Повторите без изменений строки листинга, начиная со строки с «find the wet concrete» и до конца листинга, включая обе границы.

#### [Сохранённые данные]
□ □ □ □ □ □ □

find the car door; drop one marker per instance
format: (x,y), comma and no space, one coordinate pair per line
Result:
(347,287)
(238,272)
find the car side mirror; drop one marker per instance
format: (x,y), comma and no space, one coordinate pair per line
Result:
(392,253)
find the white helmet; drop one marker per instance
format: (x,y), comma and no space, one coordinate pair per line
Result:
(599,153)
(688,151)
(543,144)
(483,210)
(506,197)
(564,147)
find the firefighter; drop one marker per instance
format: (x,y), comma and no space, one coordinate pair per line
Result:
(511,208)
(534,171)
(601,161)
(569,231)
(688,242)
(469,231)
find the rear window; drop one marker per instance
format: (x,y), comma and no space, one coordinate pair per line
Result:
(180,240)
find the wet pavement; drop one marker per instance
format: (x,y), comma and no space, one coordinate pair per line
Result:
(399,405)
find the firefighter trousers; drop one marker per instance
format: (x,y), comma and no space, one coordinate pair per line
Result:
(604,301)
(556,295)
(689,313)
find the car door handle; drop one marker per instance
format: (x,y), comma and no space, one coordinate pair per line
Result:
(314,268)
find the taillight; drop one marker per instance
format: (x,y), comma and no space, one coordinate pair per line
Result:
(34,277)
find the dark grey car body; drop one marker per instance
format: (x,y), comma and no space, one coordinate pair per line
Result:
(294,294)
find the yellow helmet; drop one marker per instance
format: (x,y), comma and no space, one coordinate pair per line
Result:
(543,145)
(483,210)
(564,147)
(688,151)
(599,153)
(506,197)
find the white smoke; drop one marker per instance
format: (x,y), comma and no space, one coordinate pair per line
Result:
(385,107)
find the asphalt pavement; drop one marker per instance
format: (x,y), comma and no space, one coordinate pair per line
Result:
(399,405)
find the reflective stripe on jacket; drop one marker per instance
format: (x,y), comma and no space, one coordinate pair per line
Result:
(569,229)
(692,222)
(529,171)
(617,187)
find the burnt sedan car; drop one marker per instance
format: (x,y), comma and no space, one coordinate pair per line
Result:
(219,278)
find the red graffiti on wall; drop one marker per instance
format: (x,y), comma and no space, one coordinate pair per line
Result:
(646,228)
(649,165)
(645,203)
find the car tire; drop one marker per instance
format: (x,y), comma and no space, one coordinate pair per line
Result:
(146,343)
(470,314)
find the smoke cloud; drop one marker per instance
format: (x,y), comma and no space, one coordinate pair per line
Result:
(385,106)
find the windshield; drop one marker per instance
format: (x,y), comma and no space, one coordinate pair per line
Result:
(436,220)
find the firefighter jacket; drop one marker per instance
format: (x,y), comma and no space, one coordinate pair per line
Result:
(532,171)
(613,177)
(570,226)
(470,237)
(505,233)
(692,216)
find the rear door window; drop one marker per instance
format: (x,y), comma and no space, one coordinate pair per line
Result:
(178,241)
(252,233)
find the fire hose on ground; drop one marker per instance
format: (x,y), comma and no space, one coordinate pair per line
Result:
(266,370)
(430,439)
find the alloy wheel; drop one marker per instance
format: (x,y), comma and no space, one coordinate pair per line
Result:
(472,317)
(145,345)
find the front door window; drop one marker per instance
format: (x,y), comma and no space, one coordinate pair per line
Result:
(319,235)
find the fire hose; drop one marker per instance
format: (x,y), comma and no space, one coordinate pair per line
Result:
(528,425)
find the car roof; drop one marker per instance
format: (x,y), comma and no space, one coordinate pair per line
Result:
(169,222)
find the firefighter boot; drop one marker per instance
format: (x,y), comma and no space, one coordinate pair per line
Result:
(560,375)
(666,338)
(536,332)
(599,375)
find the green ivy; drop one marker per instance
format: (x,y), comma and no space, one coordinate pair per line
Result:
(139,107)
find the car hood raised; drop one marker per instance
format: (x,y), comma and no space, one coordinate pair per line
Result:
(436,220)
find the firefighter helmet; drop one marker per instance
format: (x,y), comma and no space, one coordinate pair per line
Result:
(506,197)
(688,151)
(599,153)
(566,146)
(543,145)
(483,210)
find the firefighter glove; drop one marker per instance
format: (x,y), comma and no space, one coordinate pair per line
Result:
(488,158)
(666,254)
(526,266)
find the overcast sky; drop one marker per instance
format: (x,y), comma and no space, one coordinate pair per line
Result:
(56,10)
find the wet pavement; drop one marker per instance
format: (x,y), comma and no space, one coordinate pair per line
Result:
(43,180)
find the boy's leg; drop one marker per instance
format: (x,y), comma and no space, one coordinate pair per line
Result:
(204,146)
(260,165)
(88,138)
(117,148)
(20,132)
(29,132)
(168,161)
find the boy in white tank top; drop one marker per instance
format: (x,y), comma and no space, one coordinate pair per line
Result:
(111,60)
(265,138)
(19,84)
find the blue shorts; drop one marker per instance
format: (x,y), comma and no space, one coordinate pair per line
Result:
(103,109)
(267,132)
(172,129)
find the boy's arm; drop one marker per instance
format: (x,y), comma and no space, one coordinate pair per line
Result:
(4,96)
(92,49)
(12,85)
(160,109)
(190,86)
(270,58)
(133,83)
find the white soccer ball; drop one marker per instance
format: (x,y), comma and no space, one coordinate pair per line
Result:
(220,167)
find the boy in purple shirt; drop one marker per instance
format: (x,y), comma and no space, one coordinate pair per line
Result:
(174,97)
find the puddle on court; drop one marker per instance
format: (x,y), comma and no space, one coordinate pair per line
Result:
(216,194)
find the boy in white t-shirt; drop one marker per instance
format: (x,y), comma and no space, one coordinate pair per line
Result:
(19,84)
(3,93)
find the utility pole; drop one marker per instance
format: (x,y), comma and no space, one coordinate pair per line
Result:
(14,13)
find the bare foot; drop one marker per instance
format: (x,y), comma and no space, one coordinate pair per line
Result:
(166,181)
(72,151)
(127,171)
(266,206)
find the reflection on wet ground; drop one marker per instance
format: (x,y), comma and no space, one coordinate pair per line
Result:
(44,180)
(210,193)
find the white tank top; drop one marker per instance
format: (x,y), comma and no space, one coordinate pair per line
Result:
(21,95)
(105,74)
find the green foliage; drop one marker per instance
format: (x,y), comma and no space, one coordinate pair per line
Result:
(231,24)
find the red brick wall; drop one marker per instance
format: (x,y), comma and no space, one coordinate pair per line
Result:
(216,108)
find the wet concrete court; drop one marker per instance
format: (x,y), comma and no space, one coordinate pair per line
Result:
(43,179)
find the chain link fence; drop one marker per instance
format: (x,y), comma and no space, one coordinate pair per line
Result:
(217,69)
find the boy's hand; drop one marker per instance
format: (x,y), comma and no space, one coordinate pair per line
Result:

□ □ □ □ □ □ □

#### [Ожидаемый результат]
find the wet concrete court; drop one marker per instance
format: (x,y), comma and no space, one coordinate pair per line
Result:
(43,179)
find the chain link fence; drop one marker per instance
format: (x,y), comma and no space, one coordinate pair per line
Result:
(217,69)
find the boy's hand; drop one marker per instance
format: (x,y), comma and no space, one coordinate pair per line
Result:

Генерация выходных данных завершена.